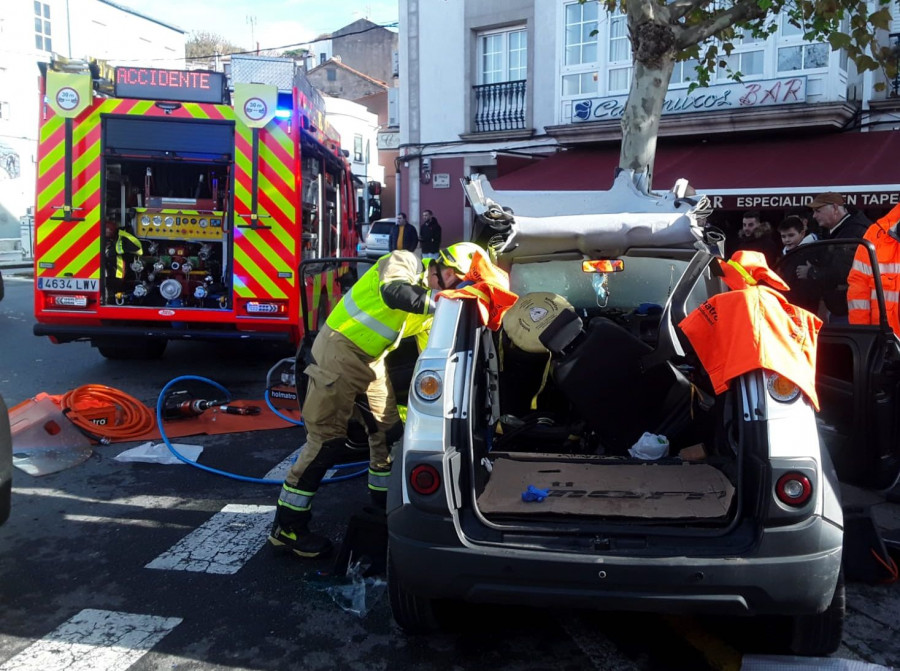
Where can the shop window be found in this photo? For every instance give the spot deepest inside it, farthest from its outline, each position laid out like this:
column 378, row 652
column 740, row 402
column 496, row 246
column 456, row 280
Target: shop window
column 42, row 40
column 580, row 66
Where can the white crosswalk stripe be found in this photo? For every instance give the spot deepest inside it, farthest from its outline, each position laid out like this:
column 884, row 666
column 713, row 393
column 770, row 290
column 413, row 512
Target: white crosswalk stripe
column 222, row 544
column 94, row 639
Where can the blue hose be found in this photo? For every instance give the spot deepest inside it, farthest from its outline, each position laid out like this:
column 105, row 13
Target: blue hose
column 243, row 478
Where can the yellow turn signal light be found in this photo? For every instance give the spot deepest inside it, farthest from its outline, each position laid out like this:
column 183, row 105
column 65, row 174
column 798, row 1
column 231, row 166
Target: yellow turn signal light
column 428, row 385
column 781, row 389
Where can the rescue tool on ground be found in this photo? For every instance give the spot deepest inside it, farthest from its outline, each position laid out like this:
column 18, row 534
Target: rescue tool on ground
column 183, row 211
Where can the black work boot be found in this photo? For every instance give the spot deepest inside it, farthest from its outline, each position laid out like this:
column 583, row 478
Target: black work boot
column 299, row 540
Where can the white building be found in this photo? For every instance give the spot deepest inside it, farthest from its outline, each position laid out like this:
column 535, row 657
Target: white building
column 531, row 80
column 358, row 129
column 32, row 30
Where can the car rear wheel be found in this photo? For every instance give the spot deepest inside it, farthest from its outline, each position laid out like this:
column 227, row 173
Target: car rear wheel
column 820, row 634
column 415, row 614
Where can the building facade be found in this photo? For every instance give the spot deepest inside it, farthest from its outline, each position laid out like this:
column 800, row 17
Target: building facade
column 30, row 32
column 537, row 99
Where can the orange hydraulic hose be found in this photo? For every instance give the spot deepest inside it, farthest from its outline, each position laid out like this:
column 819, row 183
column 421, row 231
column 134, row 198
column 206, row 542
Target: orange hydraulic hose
column 132, row 418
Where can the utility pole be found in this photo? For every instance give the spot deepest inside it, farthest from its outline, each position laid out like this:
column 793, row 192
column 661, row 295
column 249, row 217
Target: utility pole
column 251, row 20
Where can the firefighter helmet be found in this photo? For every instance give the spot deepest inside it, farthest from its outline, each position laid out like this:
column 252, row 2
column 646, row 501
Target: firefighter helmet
column 459, row 256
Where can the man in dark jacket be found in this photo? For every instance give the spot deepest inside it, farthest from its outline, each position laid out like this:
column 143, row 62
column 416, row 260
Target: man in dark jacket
column 831, row 270
column 430, row 235
column 404, row 235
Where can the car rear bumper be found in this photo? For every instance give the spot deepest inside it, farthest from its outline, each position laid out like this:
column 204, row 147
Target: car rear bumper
column 434, row 563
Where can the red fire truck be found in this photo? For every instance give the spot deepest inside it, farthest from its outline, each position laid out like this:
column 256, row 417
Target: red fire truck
column 173, row 204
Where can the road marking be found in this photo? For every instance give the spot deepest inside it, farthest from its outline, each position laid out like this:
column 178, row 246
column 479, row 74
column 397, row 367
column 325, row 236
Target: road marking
column 222, row 544
column 279, row 472
column 94, row 639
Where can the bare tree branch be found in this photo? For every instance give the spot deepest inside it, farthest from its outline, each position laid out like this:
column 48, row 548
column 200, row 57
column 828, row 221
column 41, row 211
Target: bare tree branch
column 743, row 10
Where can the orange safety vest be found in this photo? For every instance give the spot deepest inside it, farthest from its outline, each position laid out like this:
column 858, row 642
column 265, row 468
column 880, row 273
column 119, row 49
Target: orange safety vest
column 862, row 302
column 490, row 287
column 753, row 328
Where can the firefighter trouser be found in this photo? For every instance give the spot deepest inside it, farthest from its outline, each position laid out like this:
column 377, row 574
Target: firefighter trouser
column 341, row 372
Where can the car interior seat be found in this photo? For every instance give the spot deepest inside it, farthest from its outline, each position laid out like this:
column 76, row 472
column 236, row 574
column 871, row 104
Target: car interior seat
column 602, row 373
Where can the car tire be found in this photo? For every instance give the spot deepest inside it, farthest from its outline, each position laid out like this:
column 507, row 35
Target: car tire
column 149, row 348
column 820, row 634
column 415, row 614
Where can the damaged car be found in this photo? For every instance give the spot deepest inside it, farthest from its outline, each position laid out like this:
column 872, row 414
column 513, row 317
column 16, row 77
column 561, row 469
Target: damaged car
column 583, row 456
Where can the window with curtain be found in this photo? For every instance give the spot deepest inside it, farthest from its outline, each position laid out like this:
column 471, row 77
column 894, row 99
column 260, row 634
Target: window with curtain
column 42, row 40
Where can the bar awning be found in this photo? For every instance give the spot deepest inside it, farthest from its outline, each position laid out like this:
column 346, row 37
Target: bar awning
column 741, row 174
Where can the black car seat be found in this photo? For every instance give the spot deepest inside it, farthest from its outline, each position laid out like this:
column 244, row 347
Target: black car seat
column 602, row 372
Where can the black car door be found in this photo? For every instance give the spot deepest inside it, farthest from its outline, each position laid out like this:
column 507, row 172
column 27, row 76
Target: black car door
column 857, row 368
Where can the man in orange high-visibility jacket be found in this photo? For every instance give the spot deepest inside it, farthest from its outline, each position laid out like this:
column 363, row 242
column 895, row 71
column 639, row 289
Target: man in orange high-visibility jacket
column 861, row 298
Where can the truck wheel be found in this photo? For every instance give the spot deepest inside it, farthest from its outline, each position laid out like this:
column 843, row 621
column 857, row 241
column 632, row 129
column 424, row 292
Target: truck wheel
column 415, row 614
column 142, row 348
column 820, row 634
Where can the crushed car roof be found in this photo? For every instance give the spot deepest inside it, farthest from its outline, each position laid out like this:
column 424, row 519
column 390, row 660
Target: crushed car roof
column 590, row 223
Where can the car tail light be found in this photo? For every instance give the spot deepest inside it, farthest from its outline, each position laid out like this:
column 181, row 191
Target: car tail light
column 65, row 301
column 428, row 385
column 424, row 479
column 266, row 308
column 781, row 389
column 793, row 489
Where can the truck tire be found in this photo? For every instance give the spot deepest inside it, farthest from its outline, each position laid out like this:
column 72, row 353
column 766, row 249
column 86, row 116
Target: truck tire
column 141, row 348
column 820, row 634
column 415, row 614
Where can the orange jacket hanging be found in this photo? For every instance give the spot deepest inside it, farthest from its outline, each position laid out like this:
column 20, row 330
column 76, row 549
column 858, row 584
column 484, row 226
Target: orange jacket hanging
column 862, row 303
column 490, row 287
column 754, row 327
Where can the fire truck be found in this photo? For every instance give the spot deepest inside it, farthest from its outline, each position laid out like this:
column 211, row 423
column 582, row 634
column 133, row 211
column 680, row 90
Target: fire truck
column 174, row 204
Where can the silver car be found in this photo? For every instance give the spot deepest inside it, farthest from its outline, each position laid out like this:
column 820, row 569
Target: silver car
column 378, row 238
column 526, row 475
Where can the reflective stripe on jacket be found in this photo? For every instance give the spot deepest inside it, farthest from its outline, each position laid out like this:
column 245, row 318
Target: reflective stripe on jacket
column 862, row 302
column 362, row 315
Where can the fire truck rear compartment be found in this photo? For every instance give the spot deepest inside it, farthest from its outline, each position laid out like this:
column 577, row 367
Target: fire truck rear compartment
column 166, row 239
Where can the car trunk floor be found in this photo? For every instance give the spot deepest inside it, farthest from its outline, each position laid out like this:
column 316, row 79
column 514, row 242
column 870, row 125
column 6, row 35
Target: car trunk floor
column 595, row 488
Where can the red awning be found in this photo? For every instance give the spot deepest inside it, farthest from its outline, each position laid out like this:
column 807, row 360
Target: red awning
column 776, row 173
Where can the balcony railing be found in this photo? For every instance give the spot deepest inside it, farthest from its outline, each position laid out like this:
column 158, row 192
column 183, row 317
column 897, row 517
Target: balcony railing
column 500, row 106
column 895, row 45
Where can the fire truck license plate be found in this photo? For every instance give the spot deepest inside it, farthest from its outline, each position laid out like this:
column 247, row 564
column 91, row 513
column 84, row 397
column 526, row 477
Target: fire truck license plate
column 68, row 284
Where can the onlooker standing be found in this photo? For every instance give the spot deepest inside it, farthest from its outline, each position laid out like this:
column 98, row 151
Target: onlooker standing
column 804, row 293
column 756, row 235
column 404, row 235
column 430, row 235
column 863, row 309
column 831, row 270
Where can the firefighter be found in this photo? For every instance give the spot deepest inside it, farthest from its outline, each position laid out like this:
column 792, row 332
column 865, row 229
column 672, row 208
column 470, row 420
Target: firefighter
column 862, row 304
column 393, row 299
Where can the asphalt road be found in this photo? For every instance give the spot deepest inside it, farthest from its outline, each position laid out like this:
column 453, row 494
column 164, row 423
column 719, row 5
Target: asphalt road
column 147, row 566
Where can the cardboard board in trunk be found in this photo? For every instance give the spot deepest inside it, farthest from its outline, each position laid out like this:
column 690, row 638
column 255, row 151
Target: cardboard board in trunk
column 659, row 491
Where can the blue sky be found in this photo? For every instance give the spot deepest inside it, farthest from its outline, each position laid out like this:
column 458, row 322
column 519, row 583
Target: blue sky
column 271, row 23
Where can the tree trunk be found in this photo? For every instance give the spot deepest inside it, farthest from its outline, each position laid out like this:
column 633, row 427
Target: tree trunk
column 653, row 49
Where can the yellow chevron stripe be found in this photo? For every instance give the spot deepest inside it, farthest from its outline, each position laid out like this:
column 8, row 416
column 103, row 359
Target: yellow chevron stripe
column 89, row 156
column 83, row 259
column 258, row 274
column 50, row 126
column 51, row 191
column 283, row 171
column 195, row 110
column 76, row 231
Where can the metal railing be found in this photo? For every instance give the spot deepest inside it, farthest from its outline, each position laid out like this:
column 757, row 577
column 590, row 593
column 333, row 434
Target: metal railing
column 500, row 106
column 894, row 39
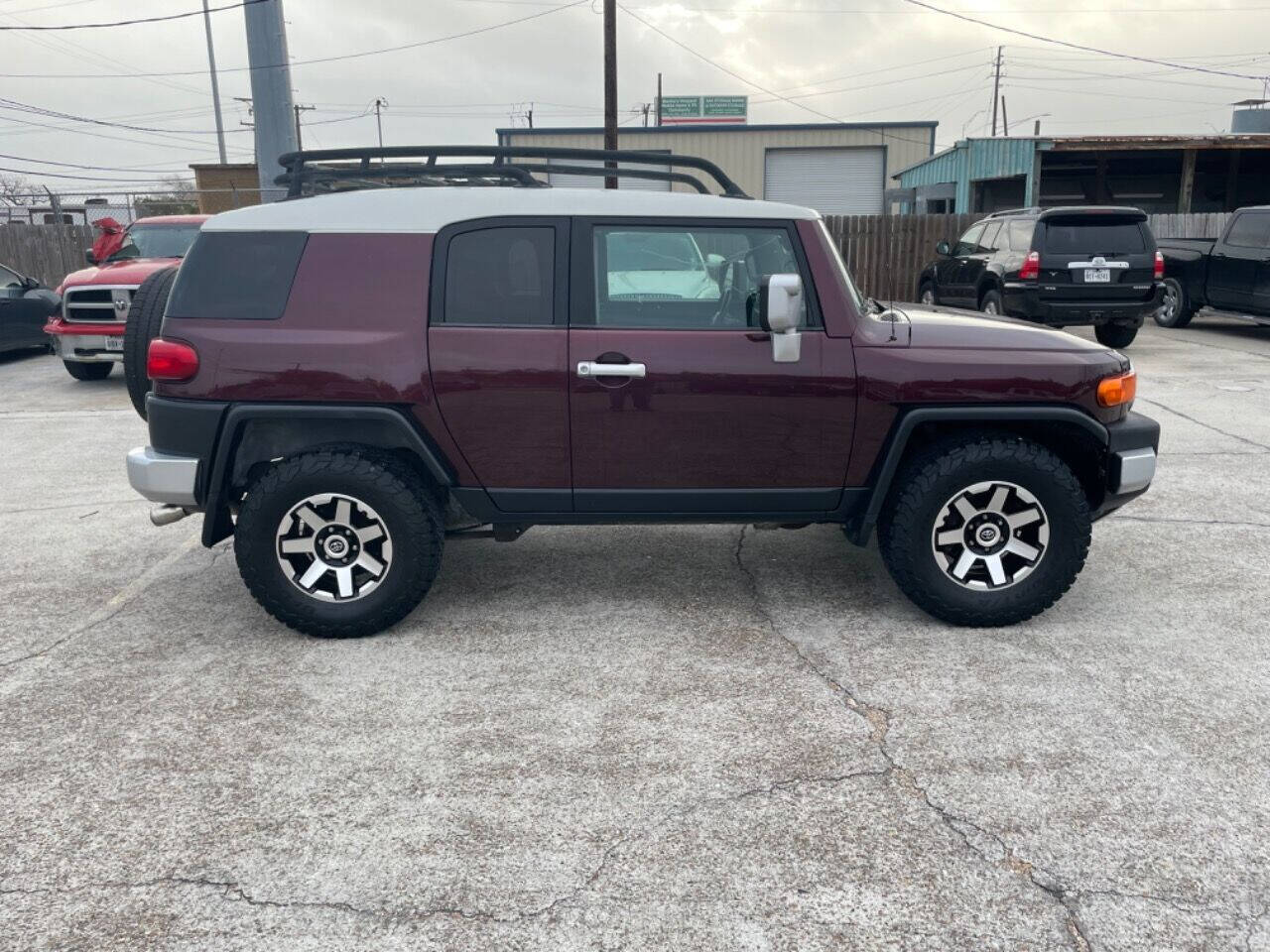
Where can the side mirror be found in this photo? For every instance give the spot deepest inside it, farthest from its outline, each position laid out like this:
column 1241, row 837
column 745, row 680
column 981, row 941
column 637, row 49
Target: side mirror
column 780, row 299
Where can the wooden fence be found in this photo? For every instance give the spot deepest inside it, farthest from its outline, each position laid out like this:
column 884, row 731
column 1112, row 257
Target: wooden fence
column 883, row 253
column 45, row 252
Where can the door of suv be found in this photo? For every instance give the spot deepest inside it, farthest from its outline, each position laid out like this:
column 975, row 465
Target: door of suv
column 1238, row 264
column 698, row 417
column 498, row 349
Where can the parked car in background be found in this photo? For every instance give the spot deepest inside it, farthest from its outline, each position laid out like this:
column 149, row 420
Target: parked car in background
column 87, row 334
column 1061, row 267
column 1229, row 273
column 347, row 384
column 26, row 304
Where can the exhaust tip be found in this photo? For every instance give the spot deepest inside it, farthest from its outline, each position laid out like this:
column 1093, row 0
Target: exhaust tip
column 167, row 515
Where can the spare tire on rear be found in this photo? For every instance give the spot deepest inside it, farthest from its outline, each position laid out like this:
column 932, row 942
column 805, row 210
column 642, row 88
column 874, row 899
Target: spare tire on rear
column 145, row 317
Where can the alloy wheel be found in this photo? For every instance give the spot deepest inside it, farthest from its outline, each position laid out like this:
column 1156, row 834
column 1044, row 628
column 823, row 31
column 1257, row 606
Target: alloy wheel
column 991, row 536
column 334, row 547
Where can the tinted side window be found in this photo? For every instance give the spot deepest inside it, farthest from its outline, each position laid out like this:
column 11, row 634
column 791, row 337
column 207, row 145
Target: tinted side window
column 969, row 241
column 1250, row 230
column 238, row 275
column 500, row 276
column 1020, row 232
column 686, row 278
column 1089, row 238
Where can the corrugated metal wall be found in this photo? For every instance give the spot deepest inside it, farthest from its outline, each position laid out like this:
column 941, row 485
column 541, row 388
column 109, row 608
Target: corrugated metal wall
column 742, row 153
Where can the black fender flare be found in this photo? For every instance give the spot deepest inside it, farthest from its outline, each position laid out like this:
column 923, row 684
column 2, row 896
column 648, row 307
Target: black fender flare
column 860, row 529
column 382, row 426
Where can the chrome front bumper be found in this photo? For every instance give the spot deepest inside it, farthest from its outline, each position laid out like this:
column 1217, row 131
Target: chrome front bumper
column 1133, row 470
column 162, row 477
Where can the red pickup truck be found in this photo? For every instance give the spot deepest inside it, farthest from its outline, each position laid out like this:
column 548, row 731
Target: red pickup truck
column 87, row 331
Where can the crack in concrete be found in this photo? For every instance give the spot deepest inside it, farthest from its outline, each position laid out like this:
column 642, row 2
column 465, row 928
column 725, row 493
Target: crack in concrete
column 1206, row 425
column 879, row 722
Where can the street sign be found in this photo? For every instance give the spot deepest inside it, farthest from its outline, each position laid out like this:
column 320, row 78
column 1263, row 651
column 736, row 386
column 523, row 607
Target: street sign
column 686, row 111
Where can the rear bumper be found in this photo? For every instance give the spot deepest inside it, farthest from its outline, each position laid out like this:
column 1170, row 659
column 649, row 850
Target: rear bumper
column 86, row 341
column 1133, row 444
column 1026, row 299
column 163, row 477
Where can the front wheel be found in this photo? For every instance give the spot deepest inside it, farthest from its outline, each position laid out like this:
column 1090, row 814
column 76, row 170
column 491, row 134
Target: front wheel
column 985, row 532
column 1115, row 335
column 339, row 543
column 1175, row 309
column 86, row 370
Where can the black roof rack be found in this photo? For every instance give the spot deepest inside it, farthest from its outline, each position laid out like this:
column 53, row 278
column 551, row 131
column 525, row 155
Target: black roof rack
column 347, row 169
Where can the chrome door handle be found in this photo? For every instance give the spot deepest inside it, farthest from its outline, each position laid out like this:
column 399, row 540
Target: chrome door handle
column 592, row 368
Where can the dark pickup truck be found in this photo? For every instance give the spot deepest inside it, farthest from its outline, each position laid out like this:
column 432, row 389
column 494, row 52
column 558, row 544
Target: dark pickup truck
column 1230, row 273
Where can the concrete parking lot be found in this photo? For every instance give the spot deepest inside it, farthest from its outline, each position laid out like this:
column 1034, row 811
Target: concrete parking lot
column 651, row 738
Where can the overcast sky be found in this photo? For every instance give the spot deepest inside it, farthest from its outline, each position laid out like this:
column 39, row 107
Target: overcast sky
column 849, row 60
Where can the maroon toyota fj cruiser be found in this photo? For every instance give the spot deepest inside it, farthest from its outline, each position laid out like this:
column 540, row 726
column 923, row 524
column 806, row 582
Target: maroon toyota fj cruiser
column 345, row 381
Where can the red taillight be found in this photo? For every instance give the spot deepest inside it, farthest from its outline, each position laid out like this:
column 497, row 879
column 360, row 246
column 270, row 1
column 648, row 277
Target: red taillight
column 1032, row 267
column 171, row 361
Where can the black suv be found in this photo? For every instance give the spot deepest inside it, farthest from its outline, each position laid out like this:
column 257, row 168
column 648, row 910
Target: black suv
column 1056, row 266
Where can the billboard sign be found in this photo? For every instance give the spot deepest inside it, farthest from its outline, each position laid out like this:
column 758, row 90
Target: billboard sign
column 689, row 111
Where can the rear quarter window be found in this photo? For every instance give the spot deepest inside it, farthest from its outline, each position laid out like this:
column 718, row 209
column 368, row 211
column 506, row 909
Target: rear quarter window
column 1088, row 236
column 238, row 276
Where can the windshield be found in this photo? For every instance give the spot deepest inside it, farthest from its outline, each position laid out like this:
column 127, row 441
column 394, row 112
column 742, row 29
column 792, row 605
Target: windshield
column 852, row 293
column 158, row 241
column 653, row 252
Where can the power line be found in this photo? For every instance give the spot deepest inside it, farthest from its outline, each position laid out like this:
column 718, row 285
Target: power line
column 127, row 23
column 1080, row 46
column 307, row 62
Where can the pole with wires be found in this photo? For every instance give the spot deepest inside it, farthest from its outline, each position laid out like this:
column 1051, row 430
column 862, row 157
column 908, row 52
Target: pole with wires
column 610, row 85
column 996, row 91
column 216, row 85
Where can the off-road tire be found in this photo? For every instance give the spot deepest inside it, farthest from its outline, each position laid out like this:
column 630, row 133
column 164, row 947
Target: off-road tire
column 919, row 495
column 89, row 370
column 397, row 493
column 1115, row 335
column 145, row 317
column 1183, row 312
column 993, row 298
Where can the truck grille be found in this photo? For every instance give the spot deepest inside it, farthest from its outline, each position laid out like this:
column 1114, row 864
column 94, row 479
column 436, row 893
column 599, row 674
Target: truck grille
column 98, row 304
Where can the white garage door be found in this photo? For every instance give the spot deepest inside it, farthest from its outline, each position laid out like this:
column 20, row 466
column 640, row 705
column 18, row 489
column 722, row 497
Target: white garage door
column 830, row 180
column 625, row 181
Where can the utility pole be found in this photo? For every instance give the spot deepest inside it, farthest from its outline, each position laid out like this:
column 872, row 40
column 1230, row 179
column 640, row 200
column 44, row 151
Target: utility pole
column 996, row 93
column 271, row 91
column 610, row 85
column 380, row 104
column 216, row 85
column 299, row 109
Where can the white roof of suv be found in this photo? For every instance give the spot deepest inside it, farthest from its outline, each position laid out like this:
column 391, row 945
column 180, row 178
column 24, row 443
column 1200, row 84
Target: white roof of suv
column 429, row 209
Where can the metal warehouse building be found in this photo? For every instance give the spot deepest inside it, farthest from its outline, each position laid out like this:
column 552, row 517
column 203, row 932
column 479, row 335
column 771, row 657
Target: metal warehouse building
column 1160, row 175
column 834, row 168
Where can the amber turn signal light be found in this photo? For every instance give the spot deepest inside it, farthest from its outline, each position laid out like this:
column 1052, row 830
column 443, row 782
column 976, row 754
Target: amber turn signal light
column 1119, row 390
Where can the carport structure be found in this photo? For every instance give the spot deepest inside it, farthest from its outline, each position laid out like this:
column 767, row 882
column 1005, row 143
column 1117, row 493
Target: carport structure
column 1160, row 175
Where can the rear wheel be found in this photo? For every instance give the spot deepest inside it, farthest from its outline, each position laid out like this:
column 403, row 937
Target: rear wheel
column 339, row 543
column 1115, row 335
column 985, row 532
column 86, row 370
column 1175, row 309
column 145, row 317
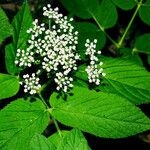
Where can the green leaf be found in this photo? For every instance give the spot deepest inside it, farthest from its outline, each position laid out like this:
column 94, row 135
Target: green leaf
column 9, row 85
column 106, row 14
column 39, row 142
column 10, row 59
column 127, row 78
column 140, row 47
column 5, row 27
column 56, row 139
column 74, row 140
column 125, row 4
column 102, row 114
column 21, row 22
column 80, row 8
column 144, row 12
column 89, row 31
column 20, row 121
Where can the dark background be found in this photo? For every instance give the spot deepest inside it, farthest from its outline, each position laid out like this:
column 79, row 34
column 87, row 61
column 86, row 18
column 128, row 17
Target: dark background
column 141, row 141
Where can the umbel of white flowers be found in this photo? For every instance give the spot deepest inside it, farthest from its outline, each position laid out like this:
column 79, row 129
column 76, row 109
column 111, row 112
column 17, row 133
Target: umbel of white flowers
column 54, row 49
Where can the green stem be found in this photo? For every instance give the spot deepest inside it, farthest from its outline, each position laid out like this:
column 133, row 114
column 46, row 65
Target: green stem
column 57, row 127
column 43, row 100
column 50, row 112
column 55, row 122
column 130, row 23
column 102, row 29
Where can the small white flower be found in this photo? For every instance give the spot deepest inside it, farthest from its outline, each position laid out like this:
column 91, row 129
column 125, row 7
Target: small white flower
column 31, row 83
=======
Challenge: Copy out verbatim everything in the records from the line containing "Where can the car tire" down to the line containing "column 583, row 456", including both of those lines.

Output below:
Where can the car tire be found in this photo? For every instance give the spot deepest inside it, farthest from its outline, each position laid out like this:
column 507, row 35
Target: car tire
column 149, row 348
column 820, row 634
column 415, row 614
Where can the damaged car be found in this photo? For every instance give the spot deepest inside it, farthest from its outline, each position laid out like this:
column 872, row 414
column 513, row 317
column 16, row 77
column 561, row 469
Target: damaged car
column 583, row 456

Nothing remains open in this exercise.